[Selected text]

——————

2. Baseline and YOLO-MXANet Algorithm

In this section, firstly, YOLOv3 baseline algorithm will be introduced in Section 2.1. Then, in Section 2.2, our proposed algorithm will be organized through five sub-sections. In Section 2.2.1, the backbone network SA-MobileNeXt will be presented and explained. In Section 2.2.2, Multi-scale Feature Enhancement Fusion Network will be elaborated. In Section 2.2.3, SiLU activation Function will be described in detail. In Section 2.2.4, the data enhancement approach utilized will be explained. In Section 2.2.5, the loss function used will be presented.

2.1. YOLOv3 Baseline Algorithm

YOLOv3 uses the Darknet-53 backbone network to extract features, which integrates the residual idea of ResNet [30]. The advantage of residual structure in the Darknet-53 (named Res_Unit) is that the accuracy can be improved by increasing the depth of network. The Res_Unit block uses the shortcut, which can alleviate the gradient diffusion problem caused by increasing the depth of the network. In addition, YOLOv3 utilizes three different feature layers extracted from the Darknet-53 backbone network to fuse and form three prediction layers for prediction. In the YOLOv3, the feature fusion idea of FPN [31] is adopted. That is, the semantic information and location information of three feature maps with different scales are combined by up-sampling and fusion to obtain feature maps containing rich information for detection. Therefore, YOLOv3 can effectively detect small objects. Specifically, the image with the size of $640\times 640$ is sent into the network, and three feature maps with different scales (e.g., $80\times 80,40\times 40,20\times 20$) are obtained. The 32-fold downsampled feature maps from the backbone network pass through five convolution layers. On the one hand, the feature maps generated are directly predicted after passing through one convolution layer. On the other hand, after a convolution layer and an upsampling operation, they are concatenated with the 16-fold downsampled feature maps from the backbone network to obtain the fusion feature maps. The operations of the 16-fold downsampled feature maps from the backbone network are similar to those of the 32-fold downsampled feature maps.

——————

[Instructions]
**A.** List every line in the entries that contains the string "woman".
**B.** Continue the text on the YOLOv3 baseline algorithm, starting after its last sentence.
The text and the entries have no connection to each other.

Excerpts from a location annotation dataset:
——————

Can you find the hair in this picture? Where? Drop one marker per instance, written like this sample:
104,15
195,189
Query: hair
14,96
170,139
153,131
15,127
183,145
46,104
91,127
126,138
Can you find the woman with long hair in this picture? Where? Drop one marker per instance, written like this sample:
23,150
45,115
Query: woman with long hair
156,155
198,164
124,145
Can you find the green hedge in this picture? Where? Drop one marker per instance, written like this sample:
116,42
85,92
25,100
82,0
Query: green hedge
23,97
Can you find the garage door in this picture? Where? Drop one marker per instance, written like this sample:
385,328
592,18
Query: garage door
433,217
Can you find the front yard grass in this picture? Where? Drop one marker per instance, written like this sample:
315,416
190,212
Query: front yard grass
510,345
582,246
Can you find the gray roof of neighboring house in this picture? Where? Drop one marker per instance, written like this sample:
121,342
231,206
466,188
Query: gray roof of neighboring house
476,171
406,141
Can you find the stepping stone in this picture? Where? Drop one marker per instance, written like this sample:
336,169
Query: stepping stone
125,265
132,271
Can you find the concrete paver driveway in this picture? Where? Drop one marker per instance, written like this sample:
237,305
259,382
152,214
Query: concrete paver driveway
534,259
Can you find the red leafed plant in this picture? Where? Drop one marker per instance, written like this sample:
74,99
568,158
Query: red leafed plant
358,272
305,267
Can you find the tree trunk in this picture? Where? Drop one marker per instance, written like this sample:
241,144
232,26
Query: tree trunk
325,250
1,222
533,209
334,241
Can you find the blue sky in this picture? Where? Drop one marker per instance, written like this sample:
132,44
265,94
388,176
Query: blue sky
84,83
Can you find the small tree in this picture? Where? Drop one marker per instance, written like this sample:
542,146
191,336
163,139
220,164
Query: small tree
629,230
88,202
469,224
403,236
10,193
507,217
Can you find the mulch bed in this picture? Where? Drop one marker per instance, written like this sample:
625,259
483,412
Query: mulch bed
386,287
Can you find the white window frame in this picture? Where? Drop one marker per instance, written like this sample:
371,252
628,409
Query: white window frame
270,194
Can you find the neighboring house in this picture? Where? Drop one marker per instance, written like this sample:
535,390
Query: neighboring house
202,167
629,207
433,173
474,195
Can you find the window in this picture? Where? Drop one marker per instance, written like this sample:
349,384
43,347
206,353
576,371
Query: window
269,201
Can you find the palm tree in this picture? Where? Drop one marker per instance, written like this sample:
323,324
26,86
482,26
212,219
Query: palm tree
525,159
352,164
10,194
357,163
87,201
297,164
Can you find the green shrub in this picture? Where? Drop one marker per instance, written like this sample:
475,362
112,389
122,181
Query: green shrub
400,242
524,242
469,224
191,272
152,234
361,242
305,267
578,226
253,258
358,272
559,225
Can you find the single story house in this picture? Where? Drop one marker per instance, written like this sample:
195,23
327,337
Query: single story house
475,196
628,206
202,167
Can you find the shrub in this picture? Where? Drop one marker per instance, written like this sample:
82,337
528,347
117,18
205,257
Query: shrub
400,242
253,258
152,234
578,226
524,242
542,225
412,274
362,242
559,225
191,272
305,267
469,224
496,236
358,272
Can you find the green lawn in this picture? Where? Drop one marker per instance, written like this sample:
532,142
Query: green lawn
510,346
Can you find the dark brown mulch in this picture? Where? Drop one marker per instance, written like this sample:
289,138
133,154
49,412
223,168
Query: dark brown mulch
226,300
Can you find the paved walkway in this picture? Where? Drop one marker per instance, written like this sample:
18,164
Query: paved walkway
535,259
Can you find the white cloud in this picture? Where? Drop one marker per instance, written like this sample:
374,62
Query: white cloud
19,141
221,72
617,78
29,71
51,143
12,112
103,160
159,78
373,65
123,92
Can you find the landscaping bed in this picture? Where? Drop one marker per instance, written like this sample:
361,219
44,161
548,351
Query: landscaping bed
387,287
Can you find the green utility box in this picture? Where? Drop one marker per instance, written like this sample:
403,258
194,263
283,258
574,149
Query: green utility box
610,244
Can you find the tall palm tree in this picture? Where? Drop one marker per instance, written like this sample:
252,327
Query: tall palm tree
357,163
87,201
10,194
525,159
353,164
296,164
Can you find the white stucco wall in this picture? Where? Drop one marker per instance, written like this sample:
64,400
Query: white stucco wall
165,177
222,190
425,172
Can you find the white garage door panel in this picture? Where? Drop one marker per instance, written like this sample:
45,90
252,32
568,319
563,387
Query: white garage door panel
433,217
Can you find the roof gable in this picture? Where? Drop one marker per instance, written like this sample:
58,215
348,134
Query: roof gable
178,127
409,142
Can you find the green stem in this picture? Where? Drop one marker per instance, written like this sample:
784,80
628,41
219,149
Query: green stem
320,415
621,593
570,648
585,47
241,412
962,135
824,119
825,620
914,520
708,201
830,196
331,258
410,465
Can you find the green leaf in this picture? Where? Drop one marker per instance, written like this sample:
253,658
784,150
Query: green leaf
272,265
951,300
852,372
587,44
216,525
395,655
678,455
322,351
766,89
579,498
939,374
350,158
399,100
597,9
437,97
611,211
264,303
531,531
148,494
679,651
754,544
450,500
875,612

——————

[Answers provided]
**A.**
Can you find the woman with long hair in this picture? Where? Drop one marker per instance, written like this sample:
Query: woman with long hair

**B.**
YOLOv3 employs the K-means algorithm to determine the size of the prior box. Although too many prior boxes can guarantee the effect, it greatly affects the detection speed of the model, so it gets nine prior boxes by clustering on the COCO dataset. The feature maps with a single scale utilize three prior boxes, and the corresponding relationship between prior boxes and feature maps with different scales is as follows. In detail, the 32-fold downsampled feature maps use the following three prior boxes: [(116,90); (159,198); (373,326)]; the 16-fold downsampled feature maps apply the following three prior boxes: [(30,61); (62,45); (59,119)]; the 8-fold downsampled feature maps employ the following three prior boxes: [(10,13); (16,30); (33,23)]. Large feature maps with small receptive fields are very sensitive to small-scale objects, so small prior boxes are selected. On the contrary, small feature maps with large receptive fields are suitable for detecting large objects, so large prior boxes are selected.

2.2. YOLO-MXANet Algorithm

2.2.1. SA-MobileNeXt

Although numerous residual modules can extract sufficient feature information, the Darknet-53 has numerous parameters and demands a large amount of computation. The deployment of convolutional neural networks on embedded devices is challenging due to the limited memory and computing resources. In order to balance the complexity, the detection speed, and the detection accuracy of the model, in this paper, we propose the lightweight feature enhancement backbone network called SA-MobileNeXt.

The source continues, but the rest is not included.